#### [WRITTEN TASKS]
1. According to the article on Italy's gift tax and trusts, which law reinstated the Italian gift tax?
2. Write the next part of the article on Italy's gift tax and trusts, starting right after its last sentence.

#### [SUPPLIED TEXT]
No gift tax on the transfer of property to a trust, Italy's Supreme Court ruled

 

In its ruling n. 21614 of October 26, 2016 the Italian Supreme Court considered the issue of the application of the Italian gift tax on the transfer of property to a trust.

 

The issue arises under the provisions of Law n. 262 of October 3, 2006, which reinstated the gift tax. Article 2, at paragraphs 47 and 49, while providing on the scope of the newly reinstated gift tax refers to “legal arrangements having the effect of creating constraints or limitation on the use, enjoyment and disposition of property”.

 

One interpretation of the statute is that the language of article 2 of Law 262 clarifies, but does not extent, the scope of the gift tax, which continues to apply solely to a straight gift, namely, the transfer of property from a person, the grantor, to another person, the beneficiary, for no consideration, whereby the beneficiary obtains the immediate legal title as well as the beneficial enjoyment, use and economic value of the transferred property (made with the intent to enrich the recipient of the property). According to that interpretation, no gift tax applies at the time of the transfer of a property to a trust, when the ultimate beneficiary still does not acquire the directly legal ownership and full right of use, enjoyment and disposition of the transferred property. Instead, the gift tax will apply at the time of the ultimate and final distribution of the property, from the trust to the beneficiary.     

 

Another interpretation of the statute is that the language of article 2 of Law 262 actually intended to extend the scope of the gift tax, from a straightforward gift to any legal arrangement by means of which a person places some of his or her assets in a separate fund, not part of his or her estate, to be used and disposed of for the benefit of another person or for a specified purpose. Under that interpretation, the gift tax would apply on the transfer of property to a trust, while no gift tax would apply at the time of the actual, final distribution of the property from the trust to the beneficiary.

Image location labeling entries
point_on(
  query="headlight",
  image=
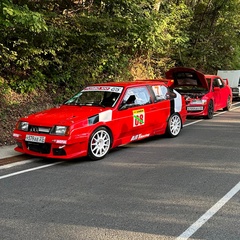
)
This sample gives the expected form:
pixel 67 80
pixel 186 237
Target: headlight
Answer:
pixel 60 130
pixel 199 101
pixel 23 126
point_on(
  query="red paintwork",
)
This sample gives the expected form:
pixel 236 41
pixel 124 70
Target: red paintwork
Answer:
pixel 219 96
pixel 76 118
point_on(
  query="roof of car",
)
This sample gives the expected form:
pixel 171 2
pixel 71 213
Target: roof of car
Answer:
pixel 134 83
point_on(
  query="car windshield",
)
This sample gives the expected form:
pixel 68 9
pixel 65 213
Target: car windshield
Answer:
pixel 104 96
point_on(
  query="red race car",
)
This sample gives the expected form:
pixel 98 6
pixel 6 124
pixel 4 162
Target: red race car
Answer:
pixel 101 117
pixel 204 94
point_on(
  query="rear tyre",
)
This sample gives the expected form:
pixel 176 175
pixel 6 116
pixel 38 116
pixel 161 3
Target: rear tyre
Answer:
pixel 210 110
pixel 174 125
pixel 229 104
pixel 99 143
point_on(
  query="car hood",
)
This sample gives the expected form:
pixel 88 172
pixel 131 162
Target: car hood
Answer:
pixel 66 115
pixel 186 77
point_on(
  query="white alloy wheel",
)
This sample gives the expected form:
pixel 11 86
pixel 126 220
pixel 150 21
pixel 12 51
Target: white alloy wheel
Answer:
pixel 99 143
pixel 174 125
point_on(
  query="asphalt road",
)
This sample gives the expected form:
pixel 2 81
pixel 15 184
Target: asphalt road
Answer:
pixel 182 188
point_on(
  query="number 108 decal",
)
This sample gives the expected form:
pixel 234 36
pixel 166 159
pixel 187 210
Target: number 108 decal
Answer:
pixel 138 117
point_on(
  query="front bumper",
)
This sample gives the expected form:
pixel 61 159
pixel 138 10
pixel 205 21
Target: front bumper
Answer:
pixel 196 110
pixel 58 147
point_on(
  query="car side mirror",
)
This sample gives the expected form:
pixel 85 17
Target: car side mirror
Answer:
pixel 216 88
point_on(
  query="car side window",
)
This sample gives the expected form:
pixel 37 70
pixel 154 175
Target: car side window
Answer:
pixel 136 96
pixel 160 92
pixel 217 82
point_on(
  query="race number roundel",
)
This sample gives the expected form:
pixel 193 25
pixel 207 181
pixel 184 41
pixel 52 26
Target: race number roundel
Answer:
pixel 138 117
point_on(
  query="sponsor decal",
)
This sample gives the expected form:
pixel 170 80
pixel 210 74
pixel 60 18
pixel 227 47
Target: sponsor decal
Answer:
pixel 139 136
pixel 60 141
pixel 138 117
pixel 105 116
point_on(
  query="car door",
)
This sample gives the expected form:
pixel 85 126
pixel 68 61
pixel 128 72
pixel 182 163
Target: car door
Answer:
pixel 216 92
pixel 135 115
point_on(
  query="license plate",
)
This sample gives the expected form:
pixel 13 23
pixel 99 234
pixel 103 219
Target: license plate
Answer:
pixel 32 138
pixel 194 108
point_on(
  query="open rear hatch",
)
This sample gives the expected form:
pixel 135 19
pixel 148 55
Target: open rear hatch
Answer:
pixel 186 77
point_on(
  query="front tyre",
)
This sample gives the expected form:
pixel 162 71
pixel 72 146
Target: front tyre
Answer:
pixel 174 125
pixel 229 104
pixel 99 143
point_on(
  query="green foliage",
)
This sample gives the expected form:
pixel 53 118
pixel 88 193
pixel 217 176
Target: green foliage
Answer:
pixel 68 44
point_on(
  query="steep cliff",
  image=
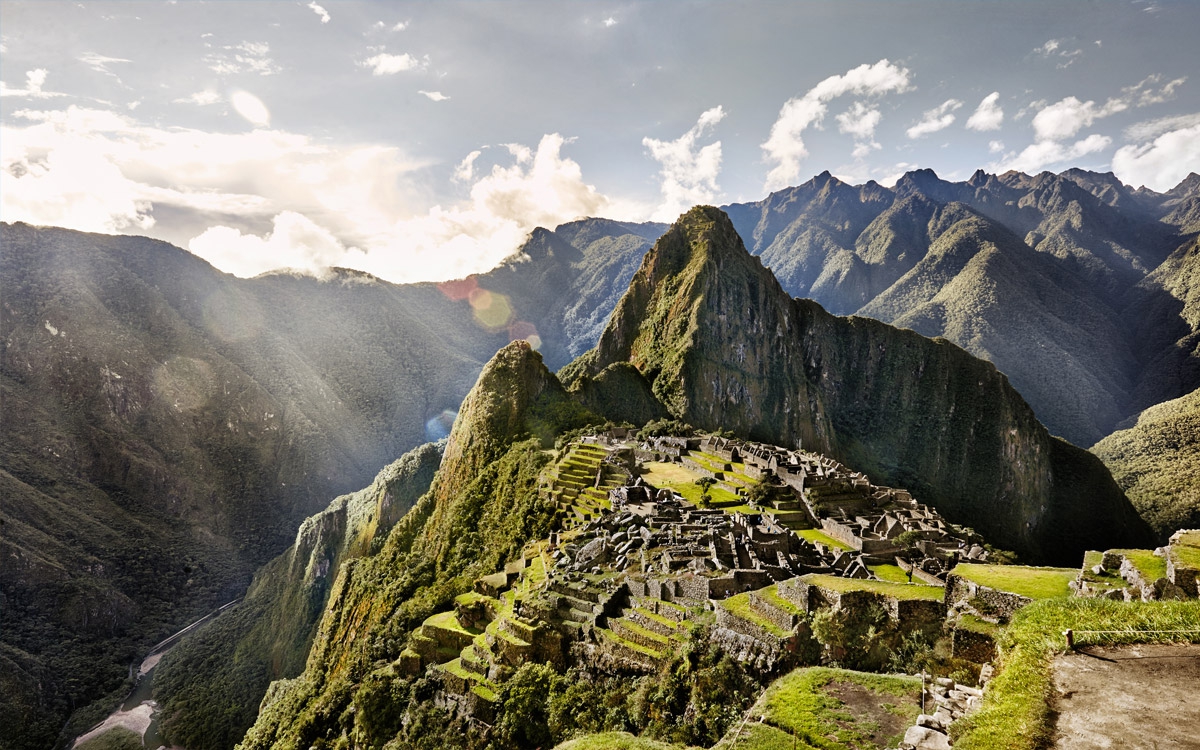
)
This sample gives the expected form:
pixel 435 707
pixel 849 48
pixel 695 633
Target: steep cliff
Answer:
pixel 725 347
pixel 481 508
pixel 210 684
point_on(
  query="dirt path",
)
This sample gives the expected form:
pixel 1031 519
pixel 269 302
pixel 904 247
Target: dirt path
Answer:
pixel 1131 697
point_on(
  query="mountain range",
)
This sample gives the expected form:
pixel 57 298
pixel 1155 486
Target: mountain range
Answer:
pixel 167 427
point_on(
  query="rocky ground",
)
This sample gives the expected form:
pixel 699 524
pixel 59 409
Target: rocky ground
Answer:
pixel 1129 697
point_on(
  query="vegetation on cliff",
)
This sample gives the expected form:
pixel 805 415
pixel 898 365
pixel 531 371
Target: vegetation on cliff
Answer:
pixel 1157 462
pixel 724 347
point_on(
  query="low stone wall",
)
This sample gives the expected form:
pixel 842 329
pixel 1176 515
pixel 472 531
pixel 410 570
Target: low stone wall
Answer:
pixel 738 624
pixel 997 604
pixel 917 613
pixel 977 647
pixel 769 610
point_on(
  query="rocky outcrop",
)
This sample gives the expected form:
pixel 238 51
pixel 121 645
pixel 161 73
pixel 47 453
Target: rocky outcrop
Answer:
pixel 724 347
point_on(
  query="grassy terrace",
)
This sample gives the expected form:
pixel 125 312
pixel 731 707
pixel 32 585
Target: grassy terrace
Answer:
pixel 817 535
pixel 897 591
pixel 1015 713
pixel 1150 567
pixel 637 647
pixel 682 480
pixel 1187 551
pixel 804 709
pixel 616 741
pixel 1021 580
pixel 889 573
pixel 739 605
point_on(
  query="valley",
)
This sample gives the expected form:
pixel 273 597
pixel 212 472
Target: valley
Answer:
pixel 645 323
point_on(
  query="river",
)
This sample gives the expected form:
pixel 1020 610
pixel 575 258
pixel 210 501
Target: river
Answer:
pixel 139 713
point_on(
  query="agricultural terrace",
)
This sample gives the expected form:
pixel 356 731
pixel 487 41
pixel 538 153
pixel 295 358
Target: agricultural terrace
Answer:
pixel 1020 580
pixel 829 709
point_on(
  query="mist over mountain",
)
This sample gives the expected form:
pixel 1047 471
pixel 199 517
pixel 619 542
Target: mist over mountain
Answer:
pixel 723 346
pixel 168 426
pixel 1036 274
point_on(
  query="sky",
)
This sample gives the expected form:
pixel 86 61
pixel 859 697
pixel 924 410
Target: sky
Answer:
pixel 424 141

#### [ANSWERS IN ORDER]
1. Law n. 262 of October 3, 2006.

2.
 

The 5th Department of the Court refused to construe the new statute as if it instituted a new tax, separately from and in addition to the old gift tax. It affirmed its previous rulings, according to which the gift tax applies solely to a direct transfer of property to the beneficiary, as a result of which the beneficiary is enriched and has a direct and full right to the use, enjoyment and disposition of the property. It also held that Law 262 just reinstated the old gift tax, without instituting any new tax, and that the reference new to “legal arrangements instituting limits or constraints to the use, enjoyment or disposition of a property” is just aimed at preventing the possible avoidance of the gift tax in cases in which certain legal schemes may be used that deviate from a straightforward gift of the property to the intended beneficiary while reaching the same result (that is, enriching the beneficiary with unlimited use, enjoyment and disposition of the property).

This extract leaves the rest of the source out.